**Su tarea**. Reproduzca literalmente el fragmento de la reseña cinematográfica que comienza con "La grandiosidad que" y continúa hasta "forma más demoledora.".

Película que bien puede se le puede encuadrar en fusión, con una fotografía, y sound track muy pronunciada.
En sus primeros minutos son de una belleza maestra abrumadora, y donde se plasma el alma y la energía del film.
En medio de la noche, apenas iluminados por unos focos cegadores un bulldozer arrancan eucaliptos, en movimientos ritnico, envuelto en el abrumador sonido de los derribos.
La dirección de Oliver Laxe consigue transitar ese difícil camino que conecta la naturaleza, de lo tangible, con la metafísica, con la trascendencia más allá de lo material. El objetivo de Herce, capta el significado de cada veta en la madera, de cada arruga en la piel. Y lo hace para contar la desaparición lenta y agónica de un modo de vida, de una civilización rural que vive sus últimos estertores por culpa de la mano del hombre.
La grandiosidad que todo lo devora en su destrucción es el hilo conductor en un ambiente rural de perdedores, que se resisten en abandonar su mundo caducó.
La trama juega con la sensibilidad de la historia encajonando a un Amador entre dos momentos en clave documental sin apenas diálogos y bajo el prisma de la grandilocuencia natural.
Ya que tanto al comienzo como al final es la mano anonima del hombre la que mata la naturaleza, al principio de manera más sofisticada, al final de forma más demoledora.

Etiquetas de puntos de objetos
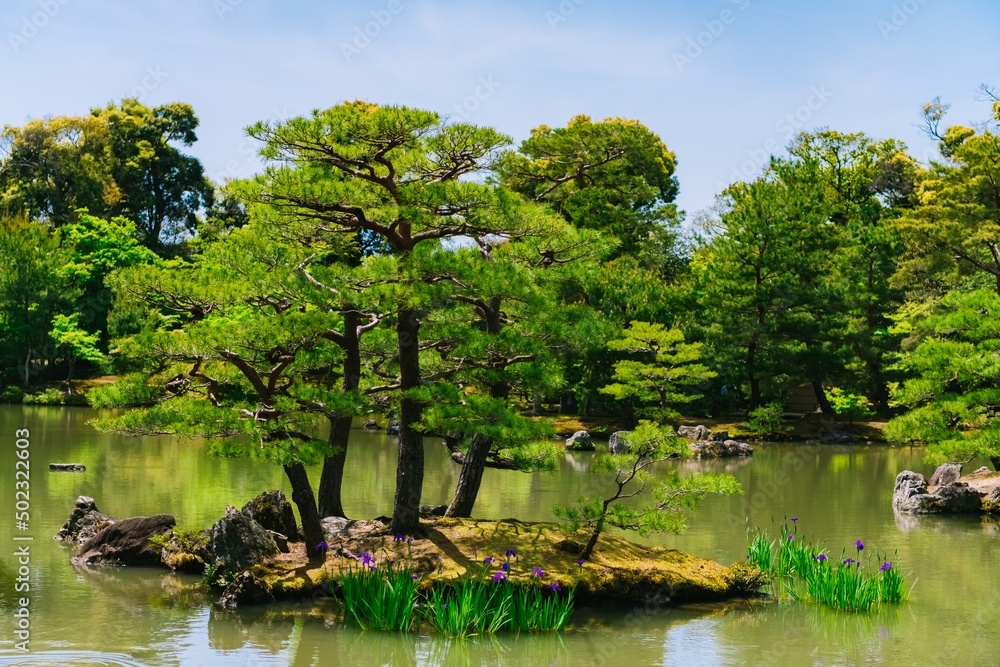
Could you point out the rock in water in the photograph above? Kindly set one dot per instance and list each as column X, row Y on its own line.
column 946, row 474
column 236, row 542
column 717, row 450
column 245, row 589
column 126, row 542
column 67, row 467
column 580, row 441
column 693, row 433
column 272, row 510
column 910, row 496
column 618, row 444
column 84, row 523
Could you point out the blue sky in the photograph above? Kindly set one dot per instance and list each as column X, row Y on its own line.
column 724, row 83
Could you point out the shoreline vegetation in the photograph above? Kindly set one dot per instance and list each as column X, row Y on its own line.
column 798, row 427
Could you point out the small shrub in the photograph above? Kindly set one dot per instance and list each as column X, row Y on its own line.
column 805, row 571
column 766, row 421
column 381, row 598
column 852, row 407
column 50, row 396
column 11, row 394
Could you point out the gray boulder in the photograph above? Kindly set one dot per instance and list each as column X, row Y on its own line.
column 428, row 511
column 236, row 542
column 580, row 441
column 67, row 467
column 126, row 542
column 946, row 474
column 693, row 433
column 335, row 528
column 273, row 511
column 618, row 444
column 84, row 523
column 713, row 449
column 910, row 496
column 245, row 589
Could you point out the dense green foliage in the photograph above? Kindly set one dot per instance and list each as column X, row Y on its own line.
column 387, row 260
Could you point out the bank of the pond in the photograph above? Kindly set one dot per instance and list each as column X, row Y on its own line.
column 619, row 571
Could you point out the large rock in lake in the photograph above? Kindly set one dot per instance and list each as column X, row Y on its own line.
column 910, row 496
column 693, row 433
column 126, row 542
column 580, row 442
column 946, row 474
column 237, row 542
column 618, row 444
column 716, row 450
column 84, row 523
column 245, row 589
column 273, row 511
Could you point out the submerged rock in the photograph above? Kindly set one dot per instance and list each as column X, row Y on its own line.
column 245, row 589
column 718, row 450
column 272, row 510
column 910, row 496
column 84, row 523
column 67, row 467
column 618, row 444
column 237, row 542
column 127, row 542
column 946, row 474
column 693, row 433
column 580, row 441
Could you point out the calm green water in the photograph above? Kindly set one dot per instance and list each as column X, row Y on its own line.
column 149, row 617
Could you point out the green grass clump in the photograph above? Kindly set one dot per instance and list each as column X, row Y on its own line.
column 381, row 598
column 803, row 570
column 486, row 603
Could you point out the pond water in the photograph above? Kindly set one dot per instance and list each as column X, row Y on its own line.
column 149, row 617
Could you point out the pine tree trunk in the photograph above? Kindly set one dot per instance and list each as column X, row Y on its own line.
column 470, row 478
column 303, row 498
column 332, row 480
column 410, row 464
column 824, row 402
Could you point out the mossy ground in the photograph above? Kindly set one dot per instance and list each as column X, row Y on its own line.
column 618, row 571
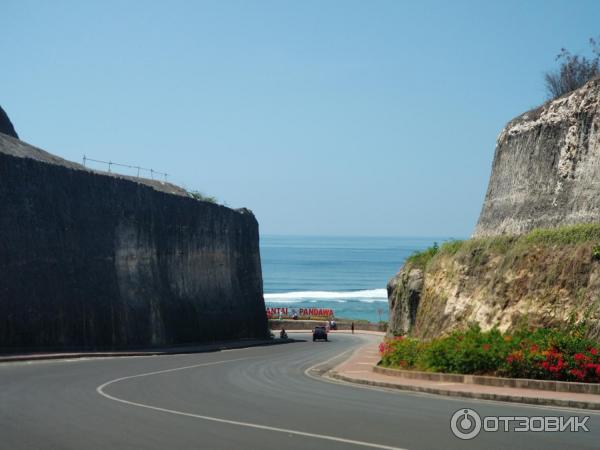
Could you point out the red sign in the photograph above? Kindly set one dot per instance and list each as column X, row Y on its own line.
column 284, row 312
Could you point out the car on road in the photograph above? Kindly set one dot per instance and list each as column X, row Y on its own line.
column 320, row 333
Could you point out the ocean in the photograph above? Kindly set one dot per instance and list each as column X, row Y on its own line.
column 346, row 274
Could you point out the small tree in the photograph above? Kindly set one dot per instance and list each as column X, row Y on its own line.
column 197, row 195
column 574, row 71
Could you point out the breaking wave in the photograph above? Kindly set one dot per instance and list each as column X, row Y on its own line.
column 366, row 296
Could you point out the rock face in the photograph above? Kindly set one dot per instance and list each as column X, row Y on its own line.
column 546, row 169
column 545, row 174
column 93, row 261
column 536, row 285
column 404, row 294
column 6, row 126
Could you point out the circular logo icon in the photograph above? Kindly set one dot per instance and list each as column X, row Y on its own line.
column 465, row 424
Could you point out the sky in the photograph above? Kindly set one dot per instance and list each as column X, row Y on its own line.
column 372, row 118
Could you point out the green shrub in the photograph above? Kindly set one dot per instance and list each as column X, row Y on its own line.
column 421, row 259
column 596, row 252
column 400, row 352
column 472, row 352
column 544, row 354
column 197, row 195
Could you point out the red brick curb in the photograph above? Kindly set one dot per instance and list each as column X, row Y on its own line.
column 520, row 383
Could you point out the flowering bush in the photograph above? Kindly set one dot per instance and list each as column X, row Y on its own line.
column 541, row 354
column 400, row 351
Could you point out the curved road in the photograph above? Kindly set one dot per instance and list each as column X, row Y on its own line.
column 254, row 398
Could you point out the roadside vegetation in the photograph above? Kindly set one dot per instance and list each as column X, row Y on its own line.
column 573, row 71
column 544, row 354
column 588, row 233
column 197, row 195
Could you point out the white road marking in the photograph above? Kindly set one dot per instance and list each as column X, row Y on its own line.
column 100, row 390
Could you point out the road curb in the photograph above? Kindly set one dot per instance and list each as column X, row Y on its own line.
column 158, row 352
column 519, row 383
column 467, row 394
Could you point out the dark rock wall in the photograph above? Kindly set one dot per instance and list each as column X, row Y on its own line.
column 546, row 169
column 404, row 297
column 6, row 125
column 92, row 261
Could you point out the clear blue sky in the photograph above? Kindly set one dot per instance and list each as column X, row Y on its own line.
column 323, row 117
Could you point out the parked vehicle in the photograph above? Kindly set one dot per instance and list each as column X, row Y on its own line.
column 320, row 333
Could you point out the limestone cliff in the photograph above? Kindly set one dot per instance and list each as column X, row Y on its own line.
column 527, row 262
column 546, row 169
column 90, row 260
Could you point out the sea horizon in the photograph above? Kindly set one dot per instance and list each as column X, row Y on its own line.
column 348, row 274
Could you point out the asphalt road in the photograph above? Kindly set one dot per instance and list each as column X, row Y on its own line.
column 254, row 398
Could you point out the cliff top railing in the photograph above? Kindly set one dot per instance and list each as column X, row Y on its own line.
column 139, row 169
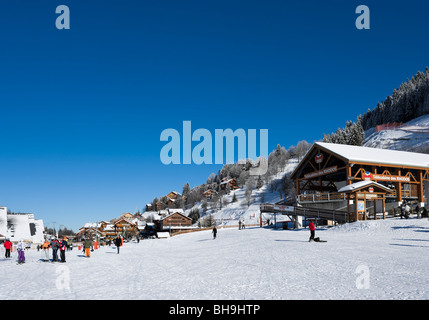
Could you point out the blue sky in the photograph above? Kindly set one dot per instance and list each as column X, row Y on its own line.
column 82, row 110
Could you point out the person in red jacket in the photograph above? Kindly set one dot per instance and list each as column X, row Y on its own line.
column 312, row 228
column 7, row 246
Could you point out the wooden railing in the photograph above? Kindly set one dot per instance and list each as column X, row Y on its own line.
column 321, row 197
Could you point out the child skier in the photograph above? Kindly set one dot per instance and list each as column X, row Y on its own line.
column 312, row 228
column 63, row 247
column 54, row 245
column 45, row 250
column 214, row 232
column 21, row 248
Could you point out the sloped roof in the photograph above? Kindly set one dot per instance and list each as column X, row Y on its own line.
column 363, row 184
column 377, row 156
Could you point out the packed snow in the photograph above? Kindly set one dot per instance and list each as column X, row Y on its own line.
column 383, row 259
column 411, row 136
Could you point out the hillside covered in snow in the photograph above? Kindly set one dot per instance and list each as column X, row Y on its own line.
column 410, row 136
column 383, row 259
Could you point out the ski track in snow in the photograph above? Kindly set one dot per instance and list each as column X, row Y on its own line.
column 254, row 263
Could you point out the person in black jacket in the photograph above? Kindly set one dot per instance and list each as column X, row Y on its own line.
column 118, row 242
column 55, row 246
column 63, row 247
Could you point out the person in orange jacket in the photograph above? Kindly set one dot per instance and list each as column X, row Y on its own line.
column 7, row 245
column 45, row 253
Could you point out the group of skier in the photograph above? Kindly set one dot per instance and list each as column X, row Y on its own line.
column 21, row 246
column 55, row 244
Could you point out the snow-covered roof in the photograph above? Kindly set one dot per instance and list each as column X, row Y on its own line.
column 170, row 211
column 362, row 184
column 376, row 155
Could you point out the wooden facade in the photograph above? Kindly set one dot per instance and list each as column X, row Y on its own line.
column 326, row 166
column 175, row 221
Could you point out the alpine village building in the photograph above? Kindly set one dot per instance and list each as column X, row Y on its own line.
column 360, row 180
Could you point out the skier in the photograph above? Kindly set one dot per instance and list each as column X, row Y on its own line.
column 87, row 244
column 7, row 245
column 54, row 245
column 118, row 242
column 45, row 252
column 312, row 228
column 214, row 231
column 63, row 247
column 21, row 248
column 407, row 211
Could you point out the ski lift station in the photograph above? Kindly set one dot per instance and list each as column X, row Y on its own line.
column 345, row 183
column 17, row 226
column 364, row 182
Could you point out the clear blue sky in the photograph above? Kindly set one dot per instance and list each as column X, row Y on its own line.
column 81, row 110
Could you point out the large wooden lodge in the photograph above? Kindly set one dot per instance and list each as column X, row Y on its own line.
column 360, row 180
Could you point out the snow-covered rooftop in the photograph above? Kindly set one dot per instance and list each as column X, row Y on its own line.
column 376, row 155
column 362, row 184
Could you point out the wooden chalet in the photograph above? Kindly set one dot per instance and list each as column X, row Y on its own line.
column 209, row 193
column 332, row 175
column 173, row 195
column 175, row 222
column 124, row 225
column 160, row 206
column 232, row 184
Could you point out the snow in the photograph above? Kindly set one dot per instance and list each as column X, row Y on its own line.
column 409, row 136
column 362, row 184
column 383, row 259
column 377, row 155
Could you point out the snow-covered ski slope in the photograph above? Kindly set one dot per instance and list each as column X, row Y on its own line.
column 384, row 259
column 408, row 137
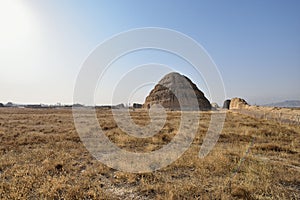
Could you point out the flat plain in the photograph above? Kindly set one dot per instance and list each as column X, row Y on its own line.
column 42, row 157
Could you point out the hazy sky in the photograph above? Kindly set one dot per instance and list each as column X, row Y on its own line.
column 255, row 45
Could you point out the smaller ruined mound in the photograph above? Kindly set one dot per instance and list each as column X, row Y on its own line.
column 226, row 104
column 214, row 106
column 238, row 103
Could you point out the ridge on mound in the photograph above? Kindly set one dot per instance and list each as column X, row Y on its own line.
column 174, row 88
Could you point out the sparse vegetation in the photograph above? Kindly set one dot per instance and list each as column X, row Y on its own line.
column 42, row 157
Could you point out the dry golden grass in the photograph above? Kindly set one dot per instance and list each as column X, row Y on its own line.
column 42, row 157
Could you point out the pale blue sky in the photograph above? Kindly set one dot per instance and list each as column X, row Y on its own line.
column 255, row 44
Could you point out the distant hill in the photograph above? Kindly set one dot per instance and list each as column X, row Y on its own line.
column 286, row 104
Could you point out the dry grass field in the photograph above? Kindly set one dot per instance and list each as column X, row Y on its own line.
column 42, row 157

**Solución**.
La grandiosidad que todo lo devora en su destrucción es el hilo conductor en un ambiente rural de perdedores, que se resisten en abandonar su mundo caducó.
La trama juega con la sensibilidad de la historia encajonando a un Amador entre dos momentos en clave documental sin apenas diálogos y bajo el prisma de la grandilocuencia natural.
Ya que tanto al comienzo como al final es la mano anonima del hombre la que mata la naturaleza, al principio de manera más sofisticada, al final de forma más demoledora.